Movember and breast cancer awareness month, or Pinktober, are meant to educate people about the signs of serious cancers and spur them to get screened. While these campaigns have a wide reach, researchers have found that searches for prevention screenings don’t always correlate to these awareness efforts.

Researchers at the University of Southern California’s Keck School of Medicine compared Google search trends for the awareness campaigns, including Movember, mustache, Pinktober and pink ribbon, to searches for the diseases they correspond to and screening tests, like mammogram, prostate cancer and PSA test, which screens for prostate cancer. 

Dr. Giovanni Cacciamani, one of the study’s authors and an assistant professor of research urology at Keck, said when the two awareness campaigns were compared, searches for Pinktober were constant, while Movember searches were declining.

“What we found was when you compare the traffic for Pinktober and Movember, you can see the peaks in October and November; [the campaigns are] raising people’s curiosity and people go straight to Google to find information,” Cacciamani said. “When you look at the two trademarks for the campaigns, mustache for Movember and pink ribbon for Pinktober, you can find peaks for that. When you look at searches for mammogram and PSA test, mammography peaks in October, but there are no peaks for PSA test in November.” 

These findings suggest that Pinktober is more effective at pushing people to learn more about breast cancer or mammograms.

Researchers analyzed Google searches for these words over six years, from 2012 to 2018, for the study, which was published in Lancet Oncology. Cacciamani said there could be several factors influencing the gap between Pinktober and Movember.

(Saved data entries)
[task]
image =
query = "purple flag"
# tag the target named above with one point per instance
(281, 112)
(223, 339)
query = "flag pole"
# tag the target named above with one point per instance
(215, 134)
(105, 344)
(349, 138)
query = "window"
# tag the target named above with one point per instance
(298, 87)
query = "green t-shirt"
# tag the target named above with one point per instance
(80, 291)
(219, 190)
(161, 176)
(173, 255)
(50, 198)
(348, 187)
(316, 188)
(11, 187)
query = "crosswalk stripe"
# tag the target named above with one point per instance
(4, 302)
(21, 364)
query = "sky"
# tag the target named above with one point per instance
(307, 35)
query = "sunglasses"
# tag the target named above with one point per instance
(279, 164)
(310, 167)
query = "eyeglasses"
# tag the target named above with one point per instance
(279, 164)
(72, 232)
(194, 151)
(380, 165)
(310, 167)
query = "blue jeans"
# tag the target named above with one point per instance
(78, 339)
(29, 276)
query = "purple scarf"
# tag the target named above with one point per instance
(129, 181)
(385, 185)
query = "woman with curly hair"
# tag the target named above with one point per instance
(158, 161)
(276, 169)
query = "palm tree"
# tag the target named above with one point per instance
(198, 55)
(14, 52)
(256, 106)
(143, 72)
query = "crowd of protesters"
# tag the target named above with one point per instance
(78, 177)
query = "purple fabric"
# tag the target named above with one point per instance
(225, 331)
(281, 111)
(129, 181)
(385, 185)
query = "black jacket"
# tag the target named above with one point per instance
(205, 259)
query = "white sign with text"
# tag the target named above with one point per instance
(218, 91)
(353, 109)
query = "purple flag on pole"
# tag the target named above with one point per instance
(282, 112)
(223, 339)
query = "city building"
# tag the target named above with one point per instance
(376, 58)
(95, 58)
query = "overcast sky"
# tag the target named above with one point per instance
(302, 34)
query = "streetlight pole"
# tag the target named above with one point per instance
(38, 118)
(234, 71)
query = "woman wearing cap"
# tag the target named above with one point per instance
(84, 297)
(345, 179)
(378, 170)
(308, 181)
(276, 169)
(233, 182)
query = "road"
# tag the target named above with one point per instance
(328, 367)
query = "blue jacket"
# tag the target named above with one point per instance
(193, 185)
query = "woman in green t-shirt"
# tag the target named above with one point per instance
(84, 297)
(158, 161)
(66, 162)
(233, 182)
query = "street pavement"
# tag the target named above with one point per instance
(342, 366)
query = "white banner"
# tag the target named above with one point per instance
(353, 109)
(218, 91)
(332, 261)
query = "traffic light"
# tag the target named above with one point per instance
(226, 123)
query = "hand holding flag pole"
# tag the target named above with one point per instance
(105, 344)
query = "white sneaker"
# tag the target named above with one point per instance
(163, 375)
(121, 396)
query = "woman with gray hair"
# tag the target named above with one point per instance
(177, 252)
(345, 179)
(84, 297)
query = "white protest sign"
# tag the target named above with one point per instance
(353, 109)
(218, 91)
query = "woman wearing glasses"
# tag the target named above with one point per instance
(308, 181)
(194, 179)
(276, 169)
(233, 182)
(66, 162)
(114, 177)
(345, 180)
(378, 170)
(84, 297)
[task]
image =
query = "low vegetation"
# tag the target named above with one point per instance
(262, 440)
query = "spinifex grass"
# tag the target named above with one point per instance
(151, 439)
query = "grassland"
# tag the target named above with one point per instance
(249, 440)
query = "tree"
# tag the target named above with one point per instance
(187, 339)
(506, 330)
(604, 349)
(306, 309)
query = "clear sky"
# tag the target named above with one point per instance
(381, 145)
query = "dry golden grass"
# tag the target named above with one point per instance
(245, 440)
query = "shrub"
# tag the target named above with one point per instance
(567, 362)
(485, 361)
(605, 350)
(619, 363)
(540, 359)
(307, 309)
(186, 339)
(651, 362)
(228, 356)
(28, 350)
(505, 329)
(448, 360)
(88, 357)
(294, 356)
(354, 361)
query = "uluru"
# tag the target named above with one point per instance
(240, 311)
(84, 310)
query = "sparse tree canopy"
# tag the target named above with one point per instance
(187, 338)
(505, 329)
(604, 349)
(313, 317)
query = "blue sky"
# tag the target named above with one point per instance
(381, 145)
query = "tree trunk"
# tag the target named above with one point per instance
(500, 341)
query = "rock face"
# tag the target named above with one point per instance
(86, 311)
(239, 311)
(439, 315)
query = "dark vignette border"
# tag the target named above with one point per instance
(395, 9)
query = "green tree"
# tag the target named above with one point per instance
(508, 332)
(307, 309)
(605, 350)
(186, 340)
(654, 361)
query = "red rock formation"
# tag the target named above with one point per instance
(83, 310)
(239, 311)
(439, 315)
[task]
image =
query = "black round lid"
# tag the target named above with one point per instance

■ Activity
Reproduce the passage on cancer awareness searches word for word from "Researchers at the" to "for prostate cancer.". None of this material relates to the passage on cancer awareness searches.

■ Exercise result
Researchers at the University of Southern California’s Keck School of Medicine compared Google search trends for the awareness campaigns, including Movember, mustache, Pinktober and pink ribbon, to searches for the diseases they correspond to and screening tests, like mammogram, prostate cancer and PSA test, which screens for prostate cancer.